» **WRITTEN PROBLEM**: From the line that includes "Practice. Identify the gray pants" to the last line of the records that follow, copy every line exactly and nothing more, omitting pictures.

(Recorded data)
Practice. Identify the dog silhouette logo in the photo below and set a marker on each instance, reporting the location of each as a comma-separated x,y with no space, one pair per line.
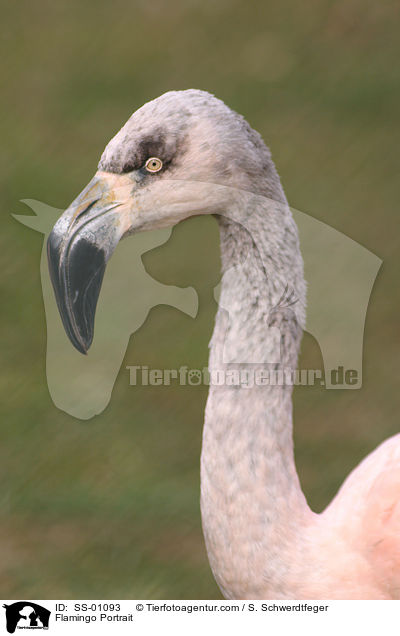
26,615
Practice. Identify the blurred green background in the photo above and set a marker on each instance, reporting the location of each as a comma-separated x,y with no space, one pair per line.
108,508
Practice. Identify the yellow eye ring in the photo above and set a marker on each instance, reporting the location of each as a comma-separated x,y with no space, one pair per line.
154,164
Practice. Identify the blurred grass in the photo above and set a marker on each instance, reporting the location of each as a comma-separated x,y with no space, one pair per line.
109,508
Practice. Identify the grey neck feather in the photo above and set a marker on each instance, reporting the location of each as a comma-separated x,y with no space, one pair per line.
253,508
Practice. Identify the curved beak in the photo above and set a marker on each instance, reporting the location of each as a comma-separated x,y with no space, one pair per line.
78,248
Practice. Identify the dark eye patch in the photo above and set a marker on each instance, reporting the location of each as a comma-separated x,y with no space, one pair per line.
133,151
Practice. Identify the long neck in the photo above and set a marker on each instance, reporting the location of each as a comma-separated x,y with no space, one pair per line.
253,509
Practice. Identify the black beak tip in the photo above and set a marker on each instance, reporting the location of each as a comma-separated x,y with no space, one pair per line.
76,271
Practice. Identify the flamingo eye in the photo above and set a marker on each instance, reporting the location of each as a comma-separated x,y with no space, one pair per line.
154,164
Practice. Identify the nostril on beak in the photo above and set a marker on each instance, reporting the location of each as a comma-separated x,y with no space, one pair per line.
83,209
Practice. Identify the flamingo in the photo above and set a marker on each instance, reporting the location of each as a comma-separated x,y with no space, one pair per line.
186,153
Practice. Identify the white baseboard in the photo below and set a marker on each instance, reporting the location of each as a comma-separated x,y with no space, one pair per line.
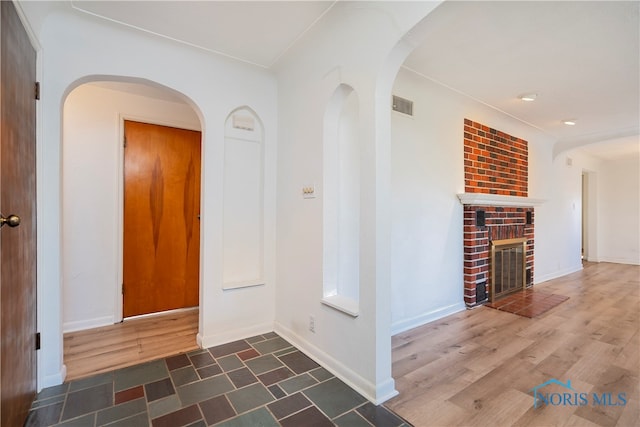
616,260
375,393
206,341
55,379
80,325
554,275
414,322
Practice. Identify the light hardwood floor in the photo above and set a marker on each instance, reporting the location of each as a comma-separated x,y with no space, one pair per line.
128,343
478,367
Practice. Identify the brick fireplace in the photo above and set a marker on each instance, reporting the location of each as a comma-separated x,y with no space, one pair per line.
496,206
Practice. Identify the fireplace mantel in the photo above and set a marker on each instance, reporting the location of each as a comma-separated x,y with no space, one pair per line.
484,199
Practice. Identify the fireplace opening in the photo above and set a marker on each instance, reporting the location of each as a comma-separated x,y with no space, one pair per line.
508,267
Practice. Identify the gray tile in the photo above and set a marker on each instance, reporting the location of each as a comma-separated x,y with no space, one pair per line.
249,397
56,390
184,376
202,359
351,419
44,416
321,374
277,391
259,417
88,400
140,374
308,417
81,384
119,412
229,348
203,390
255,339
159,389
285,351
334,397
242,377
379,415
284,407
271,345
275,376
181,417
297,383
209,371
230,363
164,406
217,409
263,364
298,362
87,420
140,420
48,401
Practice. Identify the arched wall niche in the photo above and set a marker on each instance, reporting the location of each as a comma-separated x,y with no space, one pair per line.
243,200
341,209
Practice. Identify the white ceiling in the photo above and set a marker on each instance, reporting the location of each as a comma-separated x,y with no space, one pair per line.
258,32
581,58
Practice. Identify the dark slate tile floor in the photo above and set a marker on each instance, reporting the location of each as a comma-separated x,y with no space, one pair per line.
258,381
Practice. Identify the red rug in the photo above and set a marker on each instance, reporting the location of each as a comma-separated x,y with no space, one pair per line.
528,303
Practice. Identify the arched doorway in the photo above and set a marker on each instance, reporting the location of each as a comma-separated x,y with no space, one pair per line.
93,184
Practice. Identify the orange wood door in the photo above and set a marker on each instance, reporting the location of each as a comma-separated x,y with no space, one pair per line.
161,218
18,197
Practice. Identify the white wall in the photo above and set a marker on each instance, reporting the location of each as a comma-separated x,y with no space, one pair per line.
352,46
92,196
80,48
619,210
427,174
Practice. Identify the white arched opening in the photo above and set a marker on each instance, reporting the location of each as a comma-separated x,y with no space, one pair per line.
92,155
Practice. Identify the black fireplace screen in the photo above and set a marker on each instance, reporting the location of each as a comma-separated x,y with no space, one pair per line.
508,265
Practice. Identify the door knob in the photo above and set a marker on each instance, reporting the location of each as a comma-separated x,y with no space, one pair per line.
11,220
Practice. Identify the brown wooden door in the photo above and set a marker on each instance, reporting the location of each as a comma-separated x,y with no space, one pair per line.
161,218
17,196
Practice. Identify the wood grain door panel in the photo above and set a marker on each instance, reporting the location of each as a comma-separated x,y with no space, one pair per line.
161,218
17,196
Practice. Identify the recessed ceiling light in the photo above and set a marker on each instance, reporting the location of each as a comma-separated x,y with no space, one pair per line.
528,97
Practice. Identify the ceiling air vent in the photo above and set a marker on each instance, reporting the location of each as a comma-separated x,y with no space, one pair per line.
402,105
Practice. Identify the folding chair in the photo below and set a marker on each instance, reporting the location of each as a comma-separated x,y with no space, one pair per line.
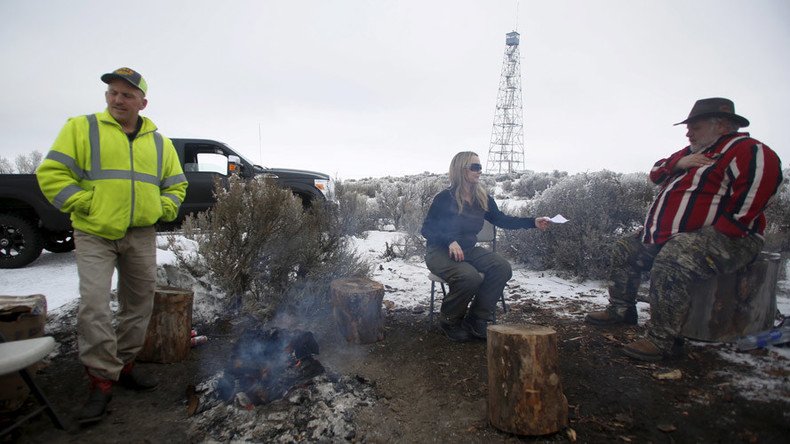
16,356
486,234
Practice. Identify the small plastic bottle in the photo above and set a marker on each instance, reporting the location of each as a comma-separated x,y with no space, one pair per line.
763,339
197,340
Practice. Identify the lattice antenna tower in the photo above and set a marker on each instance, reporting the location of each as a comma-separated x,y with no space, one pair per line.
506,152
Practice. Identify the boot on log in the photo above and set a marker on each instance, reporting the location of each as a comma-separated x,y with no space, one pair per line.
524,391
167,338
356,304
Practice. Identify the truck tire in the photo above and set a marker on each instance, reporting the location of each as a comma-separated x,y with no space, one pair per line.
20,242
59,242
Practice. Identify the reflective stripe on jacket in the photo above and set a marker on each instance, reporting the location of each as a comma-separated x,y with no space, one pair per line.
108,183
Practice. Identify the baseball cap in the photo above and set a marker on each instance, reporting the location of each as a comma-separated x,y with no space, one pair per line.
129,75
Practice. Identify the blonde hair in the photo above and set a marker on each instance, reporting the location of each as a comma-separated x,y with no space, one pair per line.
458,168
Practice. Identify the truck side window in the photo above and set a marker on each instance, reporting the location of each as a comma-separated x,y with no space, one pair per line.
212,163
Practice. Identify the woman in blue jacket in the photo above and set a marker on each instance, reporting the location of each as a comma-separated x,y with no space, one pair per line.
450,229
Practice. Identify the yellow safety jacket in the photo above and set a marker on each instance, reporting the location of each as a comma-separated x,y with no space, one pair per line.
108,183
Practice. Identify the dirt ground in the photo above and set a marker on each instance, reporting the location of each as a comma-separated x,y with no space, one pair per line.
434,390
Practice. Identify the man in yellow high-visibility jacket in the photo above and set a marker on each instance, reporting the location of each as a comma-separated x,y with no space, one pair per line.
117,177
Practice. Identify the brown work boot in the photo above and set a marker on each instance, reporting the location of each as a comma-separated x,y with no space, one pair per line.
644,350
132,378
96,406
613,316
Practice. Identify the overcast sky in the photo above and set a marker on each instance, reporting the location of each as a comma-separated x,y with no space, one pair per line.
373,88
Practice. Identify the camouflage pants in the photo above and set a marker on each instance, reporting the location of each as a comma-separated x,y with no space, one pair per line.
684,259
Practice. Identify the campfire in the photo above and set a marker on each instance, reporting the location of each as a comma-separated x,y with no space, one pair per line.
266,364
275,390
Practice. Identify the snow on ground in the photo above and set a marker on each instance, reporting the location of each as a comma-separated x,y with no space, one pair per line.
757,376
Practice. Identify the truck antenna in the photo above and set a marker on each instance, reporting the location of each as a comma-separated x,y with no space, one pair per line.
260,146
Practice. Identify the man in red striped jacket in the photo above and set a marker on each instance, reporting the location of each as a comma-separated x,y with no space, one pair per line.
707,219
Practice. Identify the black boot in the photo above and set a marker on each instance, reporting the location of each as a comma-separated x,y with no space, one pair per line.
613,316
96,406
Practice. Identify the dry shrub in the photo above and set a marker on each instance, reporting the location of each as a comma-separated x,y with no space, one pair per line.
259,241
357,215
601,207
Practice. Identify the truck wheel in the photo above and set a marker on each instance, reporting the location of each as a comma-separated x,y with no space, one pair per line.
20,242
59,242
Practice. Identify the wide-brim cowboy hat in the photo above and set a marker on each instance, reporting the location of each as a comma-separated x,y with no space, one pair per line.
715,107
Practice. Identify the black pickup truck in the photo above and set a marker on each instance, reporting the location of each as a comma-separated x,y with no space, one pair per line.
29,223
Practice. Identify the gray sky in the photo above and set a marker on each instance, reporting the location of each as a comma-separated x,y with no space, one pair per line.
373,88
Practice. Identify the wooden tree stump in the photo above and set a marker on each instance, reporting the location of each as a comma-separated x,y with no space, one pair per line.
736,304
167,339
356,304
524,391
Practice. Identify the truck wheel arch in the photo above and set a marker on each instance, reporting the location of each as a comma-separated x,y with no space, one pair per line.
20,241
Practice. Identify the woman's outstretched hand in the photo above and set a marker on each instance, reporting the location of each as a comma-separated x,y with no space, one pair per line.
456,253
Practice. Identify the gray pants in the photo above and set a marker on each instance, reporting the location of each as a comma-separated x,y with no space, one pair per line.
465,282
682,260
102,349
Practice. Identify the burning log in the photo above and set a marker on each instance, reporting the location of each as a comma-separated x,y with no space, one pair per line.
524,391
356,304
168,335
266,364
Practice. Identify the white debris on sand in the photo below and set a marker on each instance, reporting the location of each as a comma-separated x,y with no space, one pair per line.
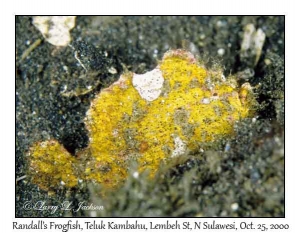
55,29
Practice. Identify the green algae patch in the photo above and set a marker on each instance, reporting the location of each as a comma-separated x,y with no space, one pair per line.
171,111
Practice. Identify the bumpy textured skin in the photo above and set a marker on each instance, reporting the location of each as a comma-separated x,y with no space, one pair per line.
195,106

» **FULL RESPONSE**:
Practice. Identify the gray pants in the photo above and set a marker on each instance, reporting the location of each as a comma-separated x,y with no space, one pair per line.
465,282
682,260
102,349
Practice. Identify the burning log in the photo above and set a marker on each instance, reporting the location of each as a comma-separated x,y with no space, one pair per line.
524,391
356,304
168,335
266,364
Practice. Identify the white debris on sand in the photo below and set a marker on each instance, reporting the location of each as a comma-separated x,y with no space, one pair per line.
55,29
Practice. Identify the green algae patch in the photo above and set a marker on each instance, reporting the location of each as a comma-separated x,y with no space, one pair per line.
171,111
Practice. Identify the bumpy textured skin in the photo above and set a marker on each instance, reporting the location of each as a comma-separated x,y with no space, one pair per line.
195,106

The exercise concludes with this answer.